-- Start of INFORMATION SUPPLIED --

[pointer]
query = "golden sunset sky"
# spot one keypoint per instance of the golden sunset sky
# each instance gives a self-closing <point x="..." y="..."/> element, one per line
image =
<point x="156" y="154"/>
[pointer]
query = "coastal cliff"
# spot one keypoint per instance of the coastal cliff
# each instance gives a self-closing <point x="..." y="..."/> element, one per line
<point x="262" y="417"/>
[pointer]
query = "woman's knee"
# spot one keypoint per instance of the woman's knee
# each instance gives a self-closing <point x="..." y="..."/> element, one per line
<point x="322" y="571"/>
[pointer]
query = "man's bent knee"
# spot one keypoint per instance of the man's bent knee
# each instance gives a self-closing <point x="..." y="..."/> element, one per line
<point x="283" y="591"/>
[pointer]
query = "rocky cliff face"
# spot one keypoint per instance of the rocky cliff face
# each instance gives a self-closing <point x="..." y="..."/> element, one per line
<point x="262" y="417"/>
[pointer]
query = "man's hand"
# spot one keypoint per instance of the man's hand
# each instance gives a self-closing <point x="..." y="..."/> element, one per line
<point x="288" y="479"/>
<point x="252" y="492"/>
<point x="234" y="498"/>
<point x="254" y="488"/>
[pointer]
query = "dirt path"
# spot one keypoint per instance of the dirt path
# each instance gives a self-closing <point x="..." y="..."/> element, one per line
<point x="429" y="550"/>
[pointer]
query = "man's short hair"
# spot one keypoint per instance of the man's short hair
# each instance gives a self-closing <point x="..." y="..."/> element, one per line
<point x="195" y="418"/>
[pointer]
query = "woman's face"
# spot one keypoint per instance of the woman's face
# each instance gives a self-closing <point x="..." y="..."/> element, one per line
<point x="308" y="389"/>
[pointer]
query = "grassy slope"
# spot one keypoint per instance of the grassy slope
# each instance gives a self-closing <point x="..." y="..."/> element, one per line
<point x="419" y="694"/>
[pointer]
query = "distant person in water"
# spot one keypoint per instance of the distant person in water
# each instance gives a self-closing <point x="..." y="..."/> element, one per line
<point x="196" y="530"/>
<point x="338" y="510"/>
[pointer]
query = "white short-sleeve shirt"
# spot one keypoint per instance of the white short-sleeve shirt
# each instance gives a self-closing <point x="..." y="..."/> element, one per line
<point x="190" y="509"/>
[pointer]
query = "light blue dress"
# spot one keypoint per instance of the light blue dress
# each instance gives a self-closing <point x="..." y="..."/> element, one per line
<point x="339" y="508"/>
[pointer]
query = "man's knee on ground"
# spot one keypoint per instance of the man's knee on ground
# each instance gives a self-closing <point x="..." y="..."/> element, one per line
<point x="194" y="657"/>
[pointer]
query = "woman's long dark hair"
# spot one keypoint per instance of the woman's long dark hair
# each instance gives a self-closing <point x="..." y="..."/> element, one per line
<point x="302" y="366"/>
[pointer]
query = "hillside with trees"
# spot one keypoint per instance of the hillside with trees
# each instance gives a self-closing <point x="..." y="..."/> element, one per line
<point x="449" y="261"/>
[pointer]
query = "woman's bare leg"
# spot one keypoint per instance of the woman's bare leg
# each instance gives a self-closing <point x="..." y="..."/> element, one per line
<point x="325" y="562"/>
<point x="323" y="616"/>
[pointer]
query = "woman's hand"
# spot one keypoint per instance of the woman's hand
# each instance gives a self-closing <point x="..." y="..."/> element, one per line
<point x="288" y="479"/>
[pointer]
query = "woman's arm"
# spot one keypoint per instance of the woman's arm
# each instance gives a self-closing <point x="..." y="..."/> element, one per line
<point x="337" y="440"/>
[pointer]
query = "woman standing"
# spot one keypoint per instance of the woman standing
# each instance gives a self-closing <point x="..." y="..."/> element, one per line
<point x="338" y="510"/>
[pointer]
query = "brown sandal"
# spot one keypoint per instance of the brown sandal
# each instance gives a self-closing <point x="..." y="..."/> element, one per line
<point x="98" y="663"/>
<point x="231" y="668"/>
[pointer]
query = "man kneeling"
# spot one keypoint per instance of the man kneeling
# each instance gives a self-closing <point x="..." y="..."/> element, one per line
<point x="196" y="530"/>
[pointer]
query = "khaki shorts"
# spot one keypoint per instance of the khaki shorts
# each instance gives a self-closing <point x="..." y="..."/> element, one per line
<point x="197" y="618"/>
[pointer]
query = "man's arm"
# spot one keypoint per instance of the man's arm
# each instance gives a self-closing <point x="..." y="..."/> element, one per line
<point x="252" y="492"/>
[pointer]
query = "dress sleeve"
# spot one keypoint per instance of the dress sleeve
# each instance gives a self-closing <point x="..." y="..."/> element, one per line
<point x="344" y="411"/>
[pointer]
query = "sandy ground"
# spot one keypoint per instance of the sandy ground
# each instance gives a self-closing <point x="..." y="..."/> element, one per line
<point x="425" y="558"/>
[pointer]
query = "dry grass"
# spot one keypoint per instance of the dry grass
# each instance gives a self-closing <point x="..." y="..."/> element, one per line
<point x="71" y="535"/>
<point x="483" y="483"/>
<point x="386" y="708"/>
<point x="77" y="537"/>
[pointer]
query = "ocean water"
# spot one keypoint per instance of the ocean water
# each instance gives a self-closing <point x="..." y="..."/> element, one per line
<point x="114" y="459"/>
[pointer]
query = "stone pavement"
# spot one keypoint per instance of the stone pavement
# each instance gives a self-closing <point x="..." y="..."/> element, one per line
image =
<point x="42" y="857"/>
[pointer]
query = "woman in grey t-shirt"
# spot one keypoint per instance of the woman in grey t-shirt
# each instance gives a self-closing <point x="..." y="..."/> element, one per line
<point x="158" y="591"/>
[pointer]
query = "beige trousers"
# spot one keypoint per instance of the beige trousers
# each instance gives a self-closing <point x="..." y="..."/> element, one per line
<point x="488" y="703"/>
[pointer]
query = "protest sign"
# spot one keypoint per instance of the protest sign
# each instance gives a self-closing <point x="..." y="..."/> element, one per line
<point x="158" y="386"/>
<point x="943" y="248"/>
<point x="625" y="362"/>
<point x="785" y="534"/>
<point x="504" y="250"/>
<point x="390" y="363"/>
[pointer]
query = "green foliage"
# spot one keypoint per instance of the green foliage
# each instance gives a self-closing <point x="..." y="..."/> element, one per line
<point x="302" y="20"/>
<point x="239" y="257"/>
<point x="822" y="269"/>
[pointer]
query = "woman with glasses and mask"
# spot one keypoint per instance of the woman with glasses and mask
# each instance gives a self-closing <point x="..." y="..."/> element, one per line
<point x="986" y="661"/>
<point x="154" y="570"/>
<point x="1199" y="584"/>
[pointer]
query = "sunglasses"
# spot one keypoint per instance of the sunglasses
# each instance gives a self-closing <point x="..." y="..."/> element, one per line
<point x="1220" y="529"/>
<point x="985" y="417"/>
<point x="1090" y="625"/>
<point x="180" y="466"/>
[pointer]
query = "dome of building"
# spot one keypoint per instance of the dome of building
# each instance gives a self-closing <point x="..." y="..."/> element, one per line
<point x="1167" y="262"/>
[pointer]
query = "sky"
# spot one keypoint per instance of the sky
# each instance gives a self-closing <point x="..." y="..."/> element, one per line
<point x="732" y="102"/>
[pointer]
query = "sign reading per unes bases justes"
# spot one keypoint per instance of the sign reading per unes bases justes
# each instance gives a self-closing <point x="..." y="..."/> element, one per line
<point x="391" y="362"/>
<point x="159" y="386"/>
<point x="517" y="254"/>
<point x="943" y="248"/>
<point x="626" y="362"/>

-- End of INFORMATION SUPPLIED --

_THE REQUEST_
All of the data must be returned exactly.

_REPLY_
[pointer]
query = "golden sunset sky"
# spot one keypoint per instance of the golden sunset sky
# each instance gives a self-closing <point x="..." y="..."/> element, one per line
image =
<point x="156" y="154"/>
[pointer]
query = "coastal cliff"
# spot one keypoint per instance of the coastal cliff
# each instance gives a self-closing <point x="..." y="..."/> element, one per line
<point x="262" y="417"/>
[pointer]
query = "woman's knee"
# spot one keypoint per instance of the woman's knee
# each instance gives a self-closing <point x="..." y="..."/> element, one per line
<point x="322" y="571"/>
[pointer]
query = "man's bent knee"
# spot one keypoint per instance of the man's bent knee
# each instance gives a self-closing <point x="..." y="..."/> element, one per line
<point x="283" y="591"/>
[pointer]
query = "rocky cliff face"
# spot one keypoint per instance of the rocky cliff face
# each instance gives a self-closing <point x="..." y="..."/> element, one per line
<point x="262" y="417"/>
[pointer]
query = "man's hand"
# spot one keypoint per instance of the man's hand
# each instance gives a self-closing <point x="..." y="..."/> element, one per line
<point x="288" y="479"/>
<point x="252" y="492"/>
<point x="234" y="498"/>
<point x="254" y="488"/>
[pointer]
query = "dirt path"
# spot one keypoint per instance of the dirt path
# each instance gives a self-closing <point x="..." y="..."/> element, one per line
<point x="429" y="550"/>
[pointer]
query = "man's short hair"
# spot one keypoint per instance of the man's short hair
# each instance gives a self-closing <point x="..." y="..."/> element, one per line
<point x="195" y="418"/>
[pointer]
query = "woman's face"
# spot one keypoint per instance of the woman's face
# each instance gives a self-closing <point x="..." y="..."/> element, one per line
<point x="308" y="389"/>
[pointer]
query = "grassy slope"
# spot one keypoint per instance of the grassy slope
# each instance gives a self-closing <point x="..." y="..."/> element, one per line
<point x="419" y="694"/>
[pointer]
query = "distant person in water"
# spot one keypoint per instance of the distant person in water
# each instance gives a self-closing <point x="..." y="..."/> element, one per line
<point x="196" y="530"/>
<point x="338" y="510"/>
[pointer]
query = "white short-sleeve shirt"
# spot one keypoint per instance of the white short-sleeve shirt
# each instance gives a self-closing <point x="..." y="..."/> element, one per line
<point x="190" y="509"/>
[pointer]
query = "light blue dress"
# spot one keypoint per instance of the light blue dress
# each instance gives a self-closing <point x="..." y="..."/> element, one per line
<point x="339" y="508"/>
[pointer]
query = "man's knee on ground"
# spot one keypoint per instance of the man's knee on ground
# each instance gives a self-closing <point x="..." y="..."/> element, one per line
<point x="194" y="657"/>
[pointer]
query = "woman's long dark hair"
# spot one keypoint per instance of the woman's long dark hair
# each instance gives a self-closing <point x="..." y="..."/> element, one per line
<point x="302" y="366"/>
[pointer]
query = "hillside with trees"
# spot one keypoint per instance of the hillside with trees
# each instance gives a self-closing <point x="..." y="..."/> element, one per line
<point x="449" y="261"/>
[pointer]
query = "woman's bare leg"
# spot one keypoint per instance of the woman's bare leg
# each instance gives a self-closing <point x="..." y="..."/> element, one per line
<point x="325" y="562"/>
<point x="323" y="616"/>
[pointer]
query = "woman's hand"
# spot one keypoint per instance of the woman's hand
# each instance gives a self-closing <point x="..." y="..."/> element, one per line
<point x="288" y="479"/>
[pointer]
query = "woman's arm"
# spot one keypoint per instance of the woman's arm
# each instance gives a self-closing <point x="..." y="..."/> element, one per line
<point x="337" y="440"/>
[pointer]
query = "woman standing"
# spot one keypoint per instance of the woman standing
# each instance gives a self-closing <point x="..." y="..."/> element, one per line
<point x="338" y="510"/>
[pointer]
query = "brown sandal"
# spot one keypoint per instance of the brown sandal
# each instance gives a self-closing <point x="..." y="..."/> element, one per line
<point x="98" y="663"/>
<point x="231" y="668"/>
[pointer]
query = "man kneeling"
# spot one keypoint per instance of the man kneeling
# each instance gives a self-closing <point x="..." y="..."/> element, one per line
<point x="196" y="530"/>
[pointer]
query = "khaki shorts"
# spot one keypoint per instance of the khaki shorts
# each instance gives a self-closing <point x="..." y="..."/> element, one per line
<point x="197" y="618"/>
[pointer]
query = "man's arm"
# spot one keypoint per instance of the man's arm
# each instance gives a self-closing <point x="..." y="..."/> element, one per line
<point x="252" y="492"/>
[pointer]
query = "dress sleeve"
# spot one keypoint per instance of the dress sleeve
# each instance gives a self-closing <point x="..." y="..."/> element, one per line
<point x="344" y="411"/>
[pointer]
query = "sandy ground"
# spot one keypoint per instance of the sandy ground
# each instance gives a self-closing <point x="..." y="..."/> element, one per line
<point x="425" y="558"/>
[pointer]
query = "dry grass"
# spot one keypoint per instance of the dry grass
# each instance gives a self-closing <point x="..." y="..."/> element, one per line
<point x="71" y="535"/>
<point x="483" y="483"/>
<point x="386" y="708"/>
<point x="77" y="537"/>
[pointer]
query = "ocean water"
# spot one keypoint per instance of the ocean water
# each instance gives a self-closing <point x="..." y="..."/> element, one per line
<point x="114" y="459"/>
[pointer]
query = "stone pavement"
# spot one keypoint per instance of the stone pavement
# each instance gives a self-closing <point x="..." y="..."/> element, one per line
image =
<point x="42" y="857"/>
[pointer]
query = "woman in grey t-shirt"
# spot one keypoint per instance of the woman in grey t-shirt
# each instance gives a self-closing <point x="..." y="..."/> element, one per line
<point x="158" y="591"/>
[pointer]
query = "beige trousers"
# spot one keypoint per instance of the beige trousers
# each instance gives a self-closing <point x="..." y="..."/> element, one per line
<point x="488" y="703"/>
[pointer]
query = "protest sign"
# spot one keypoint per instance of the protest sign
# each instance gives a self-closing <point x="..." y="..."/> element, one per line
<point x="158" y="386"/>
<point x="943" y="248"/>
<point x="625" y="362"/>
<point x="785" y="534"/>
<point x="504" y="250"/>
<point x="390" y="363"/>
[pointer]
query = "green foliage"
# spot one keypoint per instance of the green foliage
# each instance gives a self-closing <point x="..." y="..."/> element, one per line
<point x="302" y="20"/>
<point x="239" y="257"/>
<point x="822" y="269"/>
[pointer]
query = "woman with glasses and mask"
# spot one keypoint per instance of the woman with glasses and mask
# each instance gives a self-closing <point x="..." y="..."/> element, one per line
<point x="986" y="661"/>
<point x="154" y="570"/>
<point x="1199" y="584"/>
[pointer]
query = "sunglasses"
# spot one keypoint per instance of the sunglasses
# each instance gives a self-closing <point x="..." y="..."/> element, one per line
<point x="1220" y="529"/>
<point x="985" y="417"/>
<point x="1090" y="625"/>
<point x="180" y="466"/>
[pointer]
query = "dome of building"
# spot one keypoint per instance of the dome of building
# each instance gives a self-closing <point x="..." y="..."/> element, one per line
<point x="1167" y="262"/>
[pointer]
query = "sky"
# spot one keypoint per instance of the sky
# each instance gives a self-closing <point x="..." y="..."/> element, one per line
<point x="732" y="102"/>
[pointer]
query = "sign reading per unes bases justes"
# spot one keypoint per instance of the sign reading per unes bases justes
# each instance gives a self-closing <point x="..." y="..."/> element, one per line
<point x="391" y="362"/>
<point x="159" y="386"/>
<point x="517" y="254"/>
<point x="943" y="248"/>
<point x="626" y="362"/>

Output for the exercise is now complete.